> [Problem description]:
Pick up the passage on PolyFA electrodeposition on the MWCNTs/GCE right after its final sentence and keep writing it.

> [Text provided]:
::::::::
OriginPro 8.1 software (OriginLab, Northampton, MA, USA) was used for regression and statistical analysis.

3. Results and Discussion

3.1. Electrodeposition of PolyFA on the MWCNTs/GCE

FA oxidation on the MWCNTs/GCE was studied in neutral and basic media (Figure 1). An oxidation peak at 0.52 V was observed on the first scan in the phosphate buffer with a pH of 7.0, which gradually shifted to a positive potential and decreased in currents on the following cycles (Figure 1a). The reversible quinone/hydroquinone redox pair at 0.16/0.23 V formed on the cathodic branch of the first cycle and following the anodic scan of the second cycle. Its redox currents increased with the increase in the number of cycles, thus confirming the formation of electroactive coverage similar to that obtained in the acidic medium [28].

A totally different behavior of FA at the same electrode was observed in the basic medium. An irreversible oxidation peak at 0.31 V was observed (Figure 1b), which decreased as the number of cycles increased. Such behavior indicates that another type of electrochemical reaction occurred. The process involves one electron detachment from the phenolate ion existing in the basic medium (the pKa of the FA phenolic group was 8.92 [36]) with the formation of a phenoxyl radical (Scheme 1), which undergoes further reactions of dimerization and polymerization similar to p-coumaric acid [12]. These data confirmed the formation of the insulating coverage and agree well with the data reported for hydroxybenzoic [30,31,32,33] and other hydroxycinnamic acids [22,27]. The polymeric coverage obtained does not show electrochemical activity to allowing the use of its own response of the target compound for analytical purposes.
::::::::
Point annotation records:
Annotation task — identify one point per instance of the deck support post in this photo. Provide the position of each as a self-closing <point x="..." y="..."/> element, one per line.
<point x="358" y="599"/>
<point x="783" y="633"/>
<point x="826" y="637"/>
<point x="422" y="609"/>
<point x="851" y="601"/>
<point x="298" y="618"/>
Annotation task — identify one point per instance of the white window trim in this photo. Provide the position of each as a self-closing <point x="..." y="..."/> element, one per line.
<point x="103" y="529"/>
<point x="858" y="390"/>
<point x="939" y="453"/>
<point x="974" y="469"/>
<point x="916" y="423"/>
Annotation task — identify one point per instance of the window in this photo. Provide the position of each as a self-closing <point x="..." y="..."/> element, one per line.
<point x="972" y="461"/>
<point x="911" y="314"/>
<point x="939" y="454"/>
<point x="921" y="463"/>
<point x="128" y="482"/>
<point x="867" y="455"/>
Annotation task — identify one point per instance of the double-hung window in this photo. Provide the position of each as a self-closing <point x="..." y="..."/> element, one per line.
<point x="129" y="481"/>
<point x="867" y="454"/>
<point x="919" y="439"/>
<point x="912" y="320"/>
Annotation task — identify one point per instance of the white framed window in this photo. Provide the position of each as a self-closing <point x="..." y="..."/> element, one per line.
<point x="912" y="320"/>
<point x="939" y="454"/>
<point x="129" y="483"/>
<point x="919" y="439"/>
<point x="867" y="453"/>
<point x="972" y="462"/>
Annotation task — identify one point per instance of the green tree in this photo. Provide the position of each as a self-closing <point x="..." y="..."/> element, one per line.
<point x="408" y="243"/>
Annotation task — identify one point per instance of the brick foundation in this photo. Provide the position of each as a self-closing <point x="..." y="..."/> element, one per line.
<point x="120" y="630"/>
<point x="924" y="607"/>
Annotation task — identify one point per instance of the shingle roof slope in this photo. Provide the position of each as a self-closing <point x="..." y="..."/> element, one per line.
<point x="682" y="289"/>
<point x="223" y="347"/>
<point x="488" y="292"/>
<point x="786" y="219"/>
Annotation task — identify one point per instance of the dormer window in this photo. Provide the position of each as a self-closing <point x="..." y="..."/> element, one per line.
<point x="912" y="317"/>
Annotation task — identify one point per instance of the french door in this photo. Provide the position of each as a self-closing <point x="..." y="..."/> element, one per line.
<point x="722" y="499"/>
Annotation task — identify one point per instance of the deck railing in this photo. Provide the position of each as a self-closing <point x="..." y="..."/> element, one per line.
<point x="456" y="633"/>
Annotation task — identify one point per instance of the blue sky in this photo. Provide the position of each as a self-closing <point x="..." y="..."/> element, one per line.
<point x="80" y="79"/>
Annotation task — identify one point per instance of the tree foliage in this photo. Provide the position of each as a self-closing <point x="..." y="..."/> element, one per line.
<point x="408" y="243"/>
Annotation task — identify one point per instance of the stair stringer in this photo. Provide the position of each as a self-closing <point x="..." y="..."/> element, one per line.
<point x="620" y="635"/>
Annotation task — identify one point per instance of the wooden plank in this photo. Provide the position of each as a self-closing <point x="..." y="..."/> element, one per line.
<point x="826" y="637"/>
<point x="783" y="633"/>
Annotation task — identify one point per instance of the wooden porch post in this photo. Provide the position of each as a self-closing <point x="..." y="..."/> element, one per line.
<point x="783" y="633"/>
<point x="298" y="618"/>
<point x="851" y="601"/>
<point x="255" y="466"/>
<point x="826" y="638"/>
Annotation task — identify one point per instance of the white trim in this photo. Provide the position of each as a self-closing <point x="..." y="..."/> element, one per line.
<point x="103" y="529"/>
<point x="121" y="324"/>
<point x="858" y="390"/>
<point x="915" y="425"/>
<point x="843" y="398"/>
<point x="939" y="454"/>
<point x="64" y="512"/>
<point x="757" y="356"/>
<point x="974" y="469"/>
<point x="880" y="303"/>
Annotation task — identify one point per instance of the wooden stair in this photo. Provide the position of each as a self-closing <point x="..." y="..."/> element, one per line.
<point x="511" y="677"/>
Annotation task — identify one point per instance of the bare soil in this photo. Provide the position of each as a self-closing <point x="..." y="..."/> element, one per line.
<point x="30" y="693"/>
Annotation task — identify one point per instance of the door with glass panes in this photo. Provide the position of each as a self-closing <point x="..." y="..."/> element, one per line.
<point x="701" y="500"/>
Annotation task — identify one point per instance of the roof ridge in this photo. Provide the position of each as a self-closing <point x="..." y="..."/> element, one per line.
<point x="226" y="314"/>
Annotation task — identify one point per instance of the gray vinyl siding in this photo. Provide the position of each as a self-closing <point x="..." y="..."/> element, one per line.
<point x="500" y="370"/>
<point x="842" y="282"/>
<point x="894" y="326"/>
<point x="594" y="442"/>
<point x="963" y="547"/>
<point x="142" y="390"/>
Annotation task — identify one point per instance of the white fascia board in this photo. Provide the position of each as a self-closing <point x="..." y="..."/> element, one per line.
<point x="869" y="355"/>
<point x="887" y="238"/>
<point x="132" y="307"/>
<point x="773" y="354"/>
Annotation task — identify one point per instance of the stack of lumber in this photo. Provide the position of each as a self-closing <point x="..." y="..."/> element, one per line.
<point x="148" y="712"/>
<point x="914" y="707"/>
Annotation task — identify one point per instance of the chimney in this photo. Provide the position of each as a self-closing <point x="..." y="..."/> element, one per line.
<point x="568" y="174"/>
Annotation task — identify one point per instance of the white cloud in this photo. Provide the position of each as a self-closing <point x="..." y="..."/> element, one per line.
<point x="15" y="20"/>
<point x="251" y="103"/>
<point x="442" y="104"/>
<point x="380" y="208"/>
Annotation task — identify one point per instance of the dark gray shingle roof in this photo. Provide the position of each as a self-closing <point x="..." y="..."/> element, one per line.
::::::::
> [Answer below]:
Target analyte responses on the polymer-modified electrode depend on the conditions of electropolymerization [12]. Therefore, the optimization of the electropolymerization conditions was performed using the voltammetric characteristics of hesperidin obtained in differential pulse mode in a phosphate buffer with a pH of 7.0. The effect of monomer concentration and number of cycles, as well as electrochemical window and potential scan rate, reflecting the electrolysis time effect, are shown (Figure 2). Hesperidin oxidation potential was almost the same, independent of the electropolymerization conditions mentioned above. The oxidation currents changed statistically significantly, and were used to optimize the FA electropolymerization conditions.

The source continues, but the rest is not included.